▶ _Written problem A_: State only how many lines of the records contain the string "green", treating uppercase and lowercase letters as different.

▶ _Selection_:
──────
The Judge then turned to set out his conclusions. He said that he was satisfied on the basis of the evidence of Professor Rehman and Mr Ahmed that Mr Ahmed’s detention by ISI in August 2006 was unlawful. He said he was also satisfied that Mr Ahmed was kept in inhuman conditions and may have also been deliberately deprived of sleep. He went on:
“however, I am not satisfied that he suffered physical injury in the first 14 days or thereabouts of his detention, although he may have done later. In particular, I am not satisfied that he suffered traumatic removal of fingernails in those early days of his detention. That is partly because of evidence heard in camera and partly as a result of the evidence of Dr Carey and Shaukat Malik who gave evidence in open court…
It may be that Rangzieb Ahmed suffered physical injury at the hands of the agents of the Pakistanis at a later stage including the removal of fingernails, but for very good reason the focus of this inquiry has been on the early stages of his detention. While I accept Rangzieb Ahmed’s allegation to the extent set out above, I specifically reject the allegations that the British authorities were outsourcing torture. I simply have found no evidence to support that suggestion.”
Saunders J ended his judgment with the following:
“My final conclusion for reasons largely given in camera is that - and I hope I chose my words carefully - I am not satisfied that the British authorities assisted or encouraged the Pakistanis to unlawfully detain and or ill-treat Rangzieb Ahmed in such a way so as to amount to an abuse of the process of the court and, accordingly, I dismiss the application for a stay on this ground as well.”
As noted above, the closed Annex to this judgment includes a summary of the material points emerging from the in camera judgment of Saunders J.
The CACD
The CACD heard the Claimant’s appeal over four days in November and December 2010. Hughes LJ gave the judgment of the Court on 25 February 2011, ([2011] EWCA Crim 184). He explained that the gist of the case against the Claimant and his co-accused was that they were active members of Al Qaeda and that they were heavily involved in general terrorist planning and the coordination of agents or sympathisers in the UK.
──────
▶ _Data shown_:
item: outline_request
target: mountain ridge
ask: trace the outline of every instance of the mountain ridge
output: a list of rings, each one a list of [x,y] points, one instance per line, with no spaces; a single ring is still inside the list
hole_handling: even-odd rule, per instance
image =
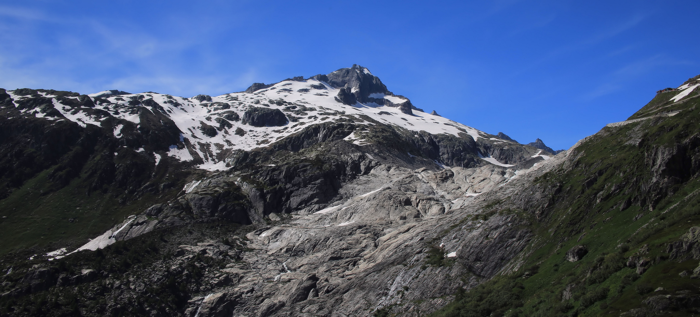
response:
[[[410,101],[342,69],[188,99],[0,91],[0,312],[700,308],[692,80],[554,155],[379,105]]]

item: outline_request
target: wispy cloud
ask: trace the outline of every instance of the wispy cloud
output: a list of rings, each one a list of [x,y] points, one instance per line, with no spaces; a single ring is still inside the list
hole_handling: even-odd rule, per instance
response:
[[[653,72],[659,67],[692,64],[692,62],[690,61],[671,59],[661,54],[639,59],[610,71],[605,76],[606,79],[603,83],[589,92],[584,94],[583,98],[592,99],[615,93],[627,87],[629,83]]]
[[[582,38],[581,40],[575,41],[573,43],[562,45],[554,50],[552,50],[545,54],[544,54],[541,57],[527,64],[518,69],[514,72],[512,73],[509,77],[514,78],[517,77],[523,73],[527,73],[531,71],[533,69],[545,64],[549,61],[551,61],[556,57],[559,57],[563,55],[575,52],[577,50],[582,50],[588,49],[603,41],[612,38],[625,31],[634,28],[636,25],[639,24],[645,18],[644,15],[635,15],[626,21],[623,22],[619,24],[617,24],[612,27],[608,28],[607,29],[601,31],[595,34],[593,34],[587,38]]]

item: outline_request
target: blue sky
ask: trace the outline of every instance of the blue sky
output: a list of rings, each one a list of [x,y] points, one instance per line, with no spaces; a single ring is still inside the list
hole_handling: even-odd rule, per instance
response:
[[[0,1],[0,87],[218,95],[366,66],[426,111],[568,148],[700,73],[696,1]]]

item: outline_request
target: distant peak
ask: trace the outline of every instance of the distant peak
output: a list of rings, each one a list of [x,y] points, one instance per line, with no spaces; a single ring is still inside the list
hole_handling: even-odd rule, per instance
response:
[[[545,142],[542,141],[542,139],[540,139],[540,138],[537,138],[537,139],[535,140],[534,142],[528,143],[527,143],[527,145],[533,146],[534,148],[539,148],[540,150],[546,150],[550,153],[555,153],[555,154],[556,153],[556,151],[552,150],[552,148],[545,145]]]
[[[510,136],[508,136],[505,135],[505,134],[503,133],[503,132],[498,132],[498,134],[497,135],[497,136],[498,136],[498,139],[500,139],[501,140],[512,141],[513,142],[518,143],[518,141],[517,141],[511,139]],[[538,139],[538,140],[540,140],[540,139]],[[542,140],[540,140],[540,141],[542,141]],[[536,141],[536,142],[537,142],[537,141]],[[544,144],[544,143],[542,143],[542,144]]]
[[[120,94],[131,94],[127,92],[122,92],[121,90],[114,89],[111,90],[105,90],[104,92],[99,92],[95,94],[88,94],[88,96],[94,98],[103,98],[105,97],[118,96]]]

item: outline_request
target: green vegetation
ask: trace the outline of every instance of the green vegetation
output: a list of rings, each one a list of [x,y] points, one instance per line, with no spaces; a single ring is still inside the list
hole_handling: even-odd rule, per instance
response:
[[[698,99],[666,107],[670,94],[660,94],[631,118],[673,107],[679,114],[605,127],[574,150],[568,168],[538,178],[552,195],[546,209],[529,211],[538,219],[531,229],[546,238],[533,239],[541,242],[526,250],[526,265],[458,291],[431,316],[617,316],[646,307],[642,302],[651,296],[699,294],[700,280],[679,274],[699,261],[668,260],[666,251],[700,225],[700,179],[691,163],[700,159],[694,154],[700,108]],[[567,261],[566,251],[579,244],[589,253]],[[626,265],[634,255],[649,259],[641,274]]]

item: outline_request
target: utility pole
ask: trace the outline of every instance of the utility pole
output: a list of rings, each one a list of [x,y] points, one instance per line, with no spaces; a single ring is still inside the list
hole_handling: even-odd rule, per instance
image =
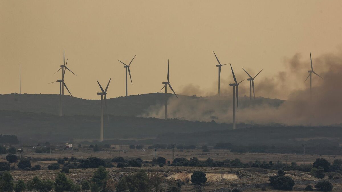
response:
[[[303,143],[302,145],[303,147],[303,163],[304,163],[304,165],[305,165],[305,146],[306,145],[306,144],[305,143]]]
[[[172,144],[172,160],[173,161],[174,158],[174,143]]]
[[[19,94],[21,94],[21,63],[19,64]]]

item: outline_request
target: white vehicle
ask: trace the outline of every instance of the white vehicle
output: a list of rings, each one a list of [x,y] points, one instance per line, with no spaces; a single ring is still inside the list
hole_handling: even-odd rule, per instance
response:
[[[73,144],[71,143],[65,143],[65,149],[73,149]]]

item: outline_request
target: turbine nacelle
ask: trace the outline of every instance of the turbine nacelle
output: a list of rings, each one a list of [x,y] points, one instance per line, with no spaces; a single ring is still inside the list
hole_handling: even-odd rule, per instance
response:
[[[233,86],[237,86],[239,85],[238,83],[229,83],[229,86],[232,87]]]

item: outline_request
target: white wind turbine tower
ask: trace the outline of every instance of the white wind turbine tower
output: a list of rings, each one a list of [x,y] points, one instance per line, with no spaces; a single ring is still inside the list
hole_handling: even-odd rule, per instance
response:
[[[64,85],[66,88],[66,90],[68,90],[68,92],[70,94],[70,95],[71,97],[73,96],[73,95],[71,94],[71,93],[69,91],[69,90],[68,89],[68,87],[66,86],[66,85],[65,84],[65,83],[64,83],[64,80],[63,79],[58,79],[56,81],[54,81],[53,82],[51,82],[48,83],[48,84],[50,84],[50,83],[55,83],[56,82],[60,82],[60,116],[61,116],[62,115],[62,85]]]
[[[160,91],[161,91],[161,90],[163,90],[163,89],[164,87],[165,88],[165,119],[168,119],[168,99],[167,99],[167,85],[169,85],[169,87],[170,87],[171,90],[172,90],[172,92],[174,94],[174,95],[176,96],[177,97],[177,98],[178,98],[178,97],[177,96],[177,95],[176,94],[176,93],[174,92],[174,91],[173,91],[173,89],[172,88],[172,87],[171,86],[171,85],[170,84],[170,82],[169,81],[169,59],[168,59],[168,81],[166,82],[163,82],[162,83],[163,85],[164,85],[164,86],[163,88],[161,88],[160,90]]]
[[[255,100],[255,93],[254,92],[254,79],[256,77],[256,76],[258,76],[258,75],[259,74],[259,73],[261,72],[261,71],[262,71],[262,69],[261,69],[261,70],[260,71],[259,71],[259,72],[256,74],[256,75],[254,77],[252,77],[252,76],[251,76],[249,74],[249,73],[247,71],[246,71],[246,70],[245,70],[245,69],[244,69],[243,68],[242,69],[245,71],[245,72],[246,72],[247,74],[248,75],[248,76],[249,76],[249,77],[250,78],[247,79],[248,81],[249,81],[249,100],[252,100],[252,87],[253,88],[253,95],[254,96],[254,100]]]
[[[102,105],[102,100],[103,99],[103,96],[105,96],[105,105],[106,106],[106,110],[107,111],[107,116],[108,118],[108,124],[109,124],[109,115],[108,114],[108,108],[107,106],[107,90],[108,89],[108,86],[109,85],[109,83],[110,82],[110,80],[111,78],[109,79],[108,84],[107,84],[107,87],[106,87],[106,89],[103,90],[102,87],[101,86],[100,83],[97,81],[97,83],[100,86],[102,92],[97,92],[97,95],[101,95],[101,128],[100,131],[100,140],[102,141],[103,140],[103,107]]]
[[[75,75],[75,76],[77,76],[76,75],[76,74],[74,73],[74,72],[73,72],[73,71],[71,71],[71,70],[69,69],[69,68],[68,68],[67,67],[66,67],[66,65],[67,64],[68,64],[68,59],[67,59],[66,63],[65,63],[65,54],[64,54],[64,50],[63,49],[63,65],[61,65],[60,66],[61,68],[60,68],[59,69],[57,70],[57,71],[55,72],[55,73],[53,74],[55,74],[56,73],[58,72],[60,70],[62,69],[62,80],[64,80],[64,75],[65,75],[65,71],[66,70],[66,69],[69,70],[69,71],[70,71],[71,73],[73,73],[73,74]],[[64,95],[64,85],[63,84],[62,84],[62,95]]]
[[[238,83],[236,81],[236,79],[235,77],[235,75],[234,74],[234,71],[233,71],[233,68],[232,67],[232,65],[231,65],[231,68],[232,69],[232,73],[233,74],[233,78],[234,78],[234,81],[235,83],[230,83],[229,86],[233,87],[233,129],[235,129],[236,128],[235,125],[235,91],[236,91],[236,102],[237,104],[237,110],[239,111],[239,85],[243,81],[245,80],[242,80]]]
[[[131,79],[131,83],[132,84],[133,84],[133,83],[132,82],[132,77],[131,77],[131,71],[129,70],[129,67],[131,66],[131,64],[132,63],[132,61],[133,61],[133,59],[135,57],[135,56],[136,56],[136,55],[135,55],[133,58],[132,59],[132,60],[131,62],[129,63],[129,64],[128,65],[127,65],[125,64],[123,62],[121,61],[120,60],[118,60],[118,61],[121,62],[121,63],[124,65],[123,66],[123,68],[126,68],[126,96],[127,96],[127,71],[128,71],[128,73],[129,74],[129,78]]]
[[[215,55],[215,57],[216,57],[216,59],[217,60],[217,62],[219,62],[219,65],[216,65],[216,67],[219,68],[219,95],[220,95],[220,77],[221,76],[221,67],[224,65],[228,65],[228,64],[231,64],[230,63],[228,63],[227,64],[224,64],[223,65],[221,65],[221,63],[220,62],[220,61],[219,60],[219,59],[217,58],[217,57],[216,56],[216,54],[215,54],[215,52],[213,51],[213,52],[214,53],[214,54]]]
[[[305,79],[305,81],[304,81],[304,82],[306,81],[306,80],[307,79],[307,78],[309,78],[309,77],[310,77],[310,99],[311,99],[311,76],[312,74],[312,73],[313,73],[317,75],[317,76],[321,78],[322,79],[323,79],[323,78],[319,76],[319,75],[316,73],[315,72],[315,71],[314,71],[313,68],[312,67],[312,60],[311,59],[311,52],[310,53],[310,62],[311,64],[311,70],[307,71],[308,72],[310,73],[309,74],[308,76],[306,78],[306,79]]]

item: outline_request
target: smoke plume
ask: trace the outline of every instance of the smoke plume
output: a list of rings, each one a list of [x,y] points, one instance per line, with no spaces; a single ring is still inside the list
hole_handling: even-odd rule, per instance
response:
[[[263,77],[259,75],[260,77],[257,77],[254,82],[255,101],[250,101],[249,83],[245,82],[239,86],[239,111],[236,113],[237,122],[263,124],[278,123],[289,125],[341,123],[342,49],[337,54],[315,55],[313,57],[312,61],[314,71],[324,79],[313,74],[311,99],[310,78],[304,82],[309,74],[307,71],[310,69],[310,58],[307,56],[303,57],[297,54],[291,58],[284,59],[284,64],[286,66],[285,71],[273,77]],[[249,70],[252,71],[247,69],[249,72]],[[244,71],[238,72],[237,69],[235,70],[237,78],[246,77]],[[256,74],[258,72],[251,73]],[[168,118],[231,123],[232,91],[228,84],[232,81],[227,78],[221,80],[221,96],[220,97],[210,96],[217,94],[217,82],[209,90],[203,90],[198,86],[191,84],[185,86],[181,92],[182,94],[196,95],[197,97],[181,96],[179,99],[170,97],[168,101]],[[244,95],[248,96],[241,97]],[[164,111],[163,105],[152,106],[142,116],[162,118]]]

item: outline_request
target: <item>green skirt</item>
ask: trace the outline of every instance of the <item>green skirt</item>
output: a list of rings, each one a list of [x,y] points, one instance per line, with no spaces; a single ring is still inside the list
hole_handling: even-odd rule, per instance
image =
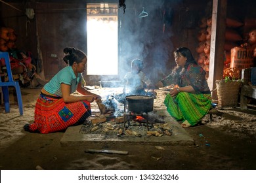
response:
[[[168,112],[177,121],[187,120],[192,125],[196,125],[207,114],[211,107],[211,94],[179,93],[175,97],[166,95],[163,103]]]

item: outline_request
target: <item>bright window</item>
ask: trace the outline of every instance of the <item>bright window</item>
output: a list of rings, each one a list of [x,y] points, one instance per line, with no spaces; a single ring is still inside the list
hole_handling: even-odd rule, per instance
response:
[[[87,4],[88,75],[118,74],[117,4]]]

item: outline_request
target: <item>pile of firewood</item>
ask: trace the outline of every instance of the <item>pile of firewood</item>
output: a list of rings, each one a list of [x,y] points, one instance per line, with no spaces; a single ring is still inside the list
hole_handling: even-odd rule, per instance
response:
[[[0,51],[7,52],[16,48],[15,42],[16,34],[10,27],[2,27],[0,29]]]

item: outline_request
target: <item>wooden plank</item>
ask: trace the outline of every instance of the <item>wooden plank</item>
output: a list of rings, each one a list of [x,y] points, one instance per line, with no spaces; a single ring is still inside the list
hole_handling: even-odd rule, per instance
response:
[[[96,150],[96,149],[87,149],[85,150],[85,152],[90,152],[90,153],[106,153],[106,154],[116,154],[121,155],[127,155],[127,151],[122,151],[122,150]]]
[[[227,0],[213,0],[211,35],[211,53],[208,85],[210,90],[216,88],[215,80],[223,79],[224,46],[225,42]],[[212,93],[217,99],[217,91]]]

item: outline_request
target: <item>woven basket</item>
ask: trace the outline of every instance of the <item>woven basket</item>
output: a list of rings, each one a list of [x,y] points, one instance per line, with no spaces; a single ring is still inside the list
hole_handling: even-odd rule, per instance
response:
[[[241,84],[241,82],[225,82],[224,80],[217,80],[218,107],[236,106]]]

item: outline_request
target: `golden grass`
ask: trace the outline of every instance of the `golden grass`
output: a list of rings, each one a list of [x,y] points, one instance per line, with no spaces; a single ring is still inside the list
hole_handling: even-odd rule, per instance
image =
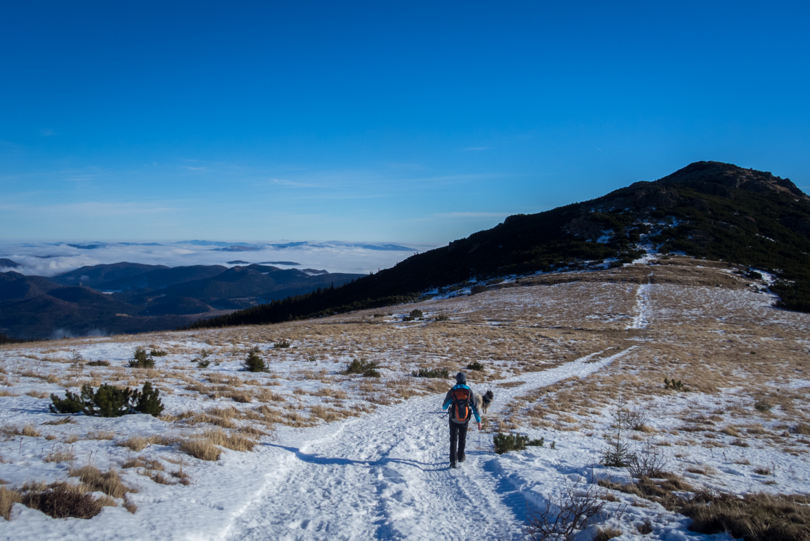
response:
──────
▶ _Written problem B_: In the passage about Rangzieb Ahmed's detention, on what date did Hughes LJ give the judgment of the Court?

▶ _Full response A_: 4

▶ _Full response B_: 25 February 2011.